- [Задания]
1. Что во фрагменте об «оттепели» названо «первой ласточкой» коммунизма?
2. Какие изменения экономической политики фрагмент об «оттепели» связывает с «экономической либерализацией»? Перечислите все.
3. Перепишите без изменений часть фрагмента об «оттепели», начиная со слов «Что же касается» и заканчивая словами «возможной контрреволюционной уязвимости.».

- [Фрагмент страницы]
···
Что же касается явления «оттепели», то, если не ошибаюсь, ещё Маркс отмечал, что всякая устоявшая в исторической борьбе формация претерпевает в известный исторический момент некоторые смягчения своих принципов и устоев, некоторую либерализацию культурной жизни, что свидетельствует как о стиле новой формации, так и о её возможной контрреволюционной уязвимости.
Как оказалось, это положение особенно коснулось социализма. Особенно –поскольку социализм, строго говоря, ещё не коммунистическая формация, а переходное состояние её от капитализма. Особенно потому что к «оттепельной» преимущественно культурной либерализации в СССР «примазалась» экономическая либерализация в лице (внимание!) ещё присталинских «товарников» (в более поздней редакции – «рыночников»). «Экономическая либерализация» включала, в частности, отказ от сталинской политики снижения цен, не исключавшей, кстати, повышения заработной платы. Отказались и от «первой ласточки» коммунизма – бесплатного хлеба в заведениях «общепита». Отказались в пользу повышения цен и, само собой, повышения заработной платы, не всегда, разумеется, покрывающего повышения цен. По сути, сталинский коммуно-социализм был заменён «просто» социализмом с архаичным механизмом контролируемой инфляции, тормозившим рост народного благосостояния в пользу объективно необходимого ракетно-ядерного перевооружения СССР.
···
- [Выдержки из данных]

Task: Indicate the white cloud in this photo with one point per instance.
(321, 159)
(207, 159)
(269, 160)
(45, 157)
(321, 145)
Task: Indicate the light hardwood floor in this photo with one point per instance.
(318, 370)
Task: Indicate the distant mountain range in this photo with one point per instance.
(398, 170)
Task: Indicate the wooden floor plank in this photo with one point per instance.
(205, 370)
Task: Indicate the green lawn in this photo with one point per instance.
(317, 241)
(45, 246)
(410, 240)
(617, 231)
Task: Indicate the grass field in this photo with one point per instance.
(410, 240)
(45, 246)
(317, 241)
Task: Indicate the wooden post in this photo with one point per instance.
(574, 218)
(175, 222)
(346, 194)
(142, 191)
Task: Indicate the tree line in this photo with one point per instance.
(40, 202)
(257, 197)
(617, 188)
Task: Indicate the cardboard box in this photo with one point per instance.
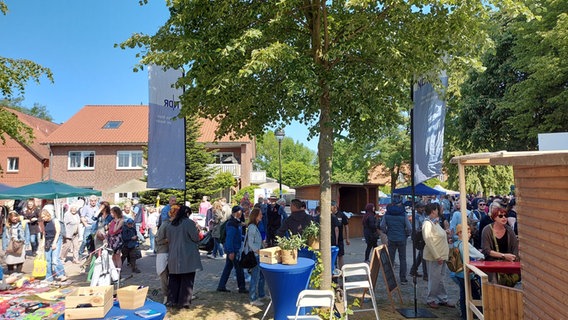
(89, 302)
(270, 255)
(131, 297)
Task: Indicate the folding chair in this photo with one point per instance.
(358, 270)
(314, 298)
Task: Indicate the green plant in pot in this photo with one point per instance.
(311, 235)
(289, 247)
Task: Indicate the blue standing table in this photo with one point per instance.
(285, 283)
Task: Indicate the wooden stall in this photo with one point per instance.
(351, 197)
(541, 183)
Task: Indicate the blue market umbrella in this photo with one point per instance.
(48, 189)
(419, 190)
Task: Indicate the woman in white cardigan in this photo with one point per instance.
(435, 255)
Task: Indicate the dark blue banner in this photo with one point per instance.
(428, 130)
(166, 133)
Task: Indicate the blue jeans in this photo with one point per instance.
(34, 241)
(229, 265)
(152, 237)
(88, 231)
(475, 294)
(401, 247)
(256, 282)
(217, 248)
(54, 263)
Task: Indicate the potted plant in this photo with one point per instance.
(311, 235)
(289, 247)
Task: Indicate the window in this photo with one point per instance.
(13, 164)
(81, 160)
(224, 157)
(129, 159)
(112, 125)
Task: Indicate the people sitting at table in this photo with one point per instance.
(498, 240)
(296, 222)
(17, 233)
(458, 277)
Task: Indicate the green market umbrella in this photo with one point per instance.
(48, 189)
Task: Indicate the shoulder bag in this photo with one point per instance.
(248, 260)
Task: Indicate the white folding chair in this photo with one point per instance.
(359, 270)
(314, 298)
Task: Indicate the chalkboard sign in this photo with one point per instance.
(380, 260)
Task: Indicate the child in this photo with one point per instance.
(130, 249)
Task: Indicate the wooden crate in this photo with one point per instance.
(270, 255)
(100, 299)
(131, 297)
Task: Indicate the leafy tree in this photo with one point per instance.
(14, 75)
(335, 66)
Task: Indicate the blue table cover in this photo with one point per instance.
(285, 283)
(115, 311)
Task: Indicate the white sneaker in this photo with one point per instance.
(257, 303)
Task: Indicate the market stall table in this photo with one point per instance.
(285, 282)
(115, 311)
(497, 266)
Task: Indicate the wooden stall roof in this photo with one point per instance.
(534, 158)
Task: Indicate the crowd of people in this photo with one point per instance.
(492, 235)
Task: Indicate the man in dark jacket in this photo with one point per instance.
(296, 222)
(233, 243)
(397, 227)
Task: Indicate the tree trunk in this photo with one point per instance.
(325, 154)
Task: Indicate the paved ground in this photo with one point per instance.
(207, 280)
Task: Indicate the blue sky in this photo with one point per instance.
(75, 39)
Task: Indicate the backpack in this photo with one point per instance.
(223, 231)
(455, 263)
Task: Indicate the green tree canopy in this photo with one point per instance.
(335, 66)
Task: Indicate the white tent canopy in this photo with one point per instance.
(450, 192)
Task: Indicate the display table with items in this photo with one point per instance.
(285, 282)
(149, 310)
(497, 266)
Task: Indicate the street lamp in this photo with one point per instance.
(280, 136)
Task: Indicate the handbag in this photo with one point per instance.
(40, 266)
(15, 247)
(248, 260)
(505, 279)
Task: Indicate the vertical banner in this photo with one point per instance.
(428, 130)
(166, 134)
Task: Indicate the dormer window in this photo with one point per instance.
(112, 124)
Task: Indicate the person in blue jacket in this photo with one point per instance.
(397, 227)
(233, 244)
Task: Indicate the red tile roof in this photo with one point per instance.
···
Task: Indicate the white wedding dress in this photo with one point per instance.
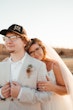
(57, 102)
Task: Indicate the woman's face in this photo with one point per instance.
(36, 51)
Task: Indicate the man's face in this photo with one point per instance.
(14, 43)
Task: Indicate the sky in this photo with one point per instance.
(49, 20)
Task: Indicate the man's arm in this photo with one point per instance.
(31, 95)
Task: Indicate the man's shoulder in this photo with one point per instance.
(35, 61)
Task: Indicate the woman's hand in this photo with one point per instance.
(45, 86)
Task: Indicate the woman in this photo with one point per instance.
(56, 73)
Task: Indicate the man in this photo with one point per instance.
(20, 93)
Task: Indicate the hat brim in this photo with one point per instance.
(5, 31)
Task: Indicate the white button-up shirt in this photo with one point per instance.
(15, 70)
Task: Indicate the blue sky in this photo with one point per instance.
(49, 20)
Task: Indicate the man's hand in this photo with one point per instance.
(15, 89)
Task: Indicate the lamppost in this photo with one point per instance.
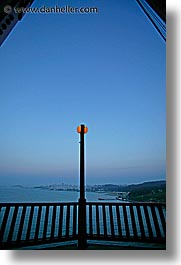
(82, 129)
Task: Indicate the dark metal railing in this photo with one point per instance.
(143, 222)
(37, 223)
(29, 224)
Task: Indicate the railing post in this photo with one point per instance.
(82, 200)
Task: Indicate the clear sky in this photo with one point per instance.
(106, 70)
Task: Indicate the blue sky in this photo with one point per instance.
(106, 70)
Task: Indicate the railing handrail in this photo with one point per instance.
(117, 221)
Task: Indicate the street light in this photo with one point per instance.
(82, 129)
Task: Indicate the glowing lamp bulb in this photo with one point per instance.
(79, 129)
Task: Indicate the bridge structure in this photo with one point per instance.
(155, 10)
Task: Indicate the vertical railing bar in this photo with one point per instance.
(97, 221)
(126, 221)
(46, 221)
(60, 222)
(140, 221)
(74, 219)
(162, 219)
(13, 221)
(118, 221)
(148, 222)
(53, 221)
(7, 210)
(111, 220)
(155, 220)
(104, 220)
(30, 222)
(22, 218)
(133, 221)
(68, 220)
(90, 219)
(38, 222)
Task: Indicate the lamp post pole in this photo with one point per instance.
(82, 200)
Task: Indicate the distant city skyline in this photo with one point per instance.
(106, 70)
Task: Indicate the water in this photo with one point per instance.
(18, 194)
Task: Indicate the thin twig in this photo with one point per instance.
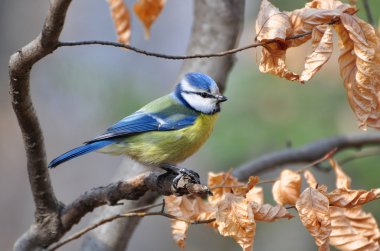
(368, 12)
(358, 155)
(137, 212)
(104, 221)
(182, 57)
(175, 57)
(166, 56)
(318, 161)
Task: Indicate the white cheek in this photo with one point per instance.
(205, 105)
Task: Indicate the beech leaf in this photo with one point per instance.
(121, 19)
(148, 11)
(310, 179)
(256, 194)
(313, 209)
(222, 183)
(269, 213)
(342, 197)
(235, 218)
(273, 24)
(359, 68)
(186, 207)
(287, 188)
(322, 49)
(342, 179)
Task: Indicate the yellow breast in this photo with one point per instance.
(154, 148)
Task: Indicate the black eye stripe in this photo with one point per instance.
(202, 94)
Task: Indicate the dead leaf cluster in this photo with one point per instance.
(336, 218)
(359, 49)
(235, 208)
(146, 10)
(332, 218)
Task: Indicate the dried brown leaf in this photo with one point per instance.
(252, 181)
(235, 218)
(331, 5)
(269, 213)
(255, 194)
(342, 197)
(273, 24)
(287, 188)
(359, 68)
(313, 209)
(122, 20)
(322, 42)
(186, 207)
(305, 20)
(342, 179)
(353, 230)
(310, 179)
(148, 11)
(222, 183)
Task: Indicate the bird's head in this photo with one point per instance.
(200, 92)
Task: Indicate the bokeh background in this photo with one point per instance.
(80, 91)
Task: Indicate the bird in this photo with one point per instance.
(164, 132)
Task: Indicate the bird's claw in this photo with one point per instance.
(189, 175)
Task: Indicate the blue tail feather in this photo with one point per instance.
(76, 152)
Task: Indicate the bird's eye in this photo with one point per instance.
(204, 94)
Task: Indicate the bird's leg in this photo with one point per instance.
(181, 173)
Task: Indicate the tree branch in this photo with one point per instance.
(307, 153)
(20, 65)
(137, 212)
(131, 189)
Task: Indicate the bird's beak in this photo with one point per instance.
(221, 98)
···
- [Ответы]
1. Бесплатный хлеб в заведениях «общепита».

2.
- Отказ от сталинской политики снижения цен
- Отказ от бесплатного хлеба в заведениях «общепита»
- Повышение цен
- Повышение заработной платы

3.
Что же касается явления «оттепели», то, если не ошибаюсь, ещё Маркс отмечал, что всякая устоявшая в исторической борьбе формация претерпевает в известный исторический момент некоторые смягчения своих принципов и устоев, некоторую либерализацию культурной жизни, что свидетельствует как о стиле новой формации, так и о её возможной контрреволюционной уязвимости.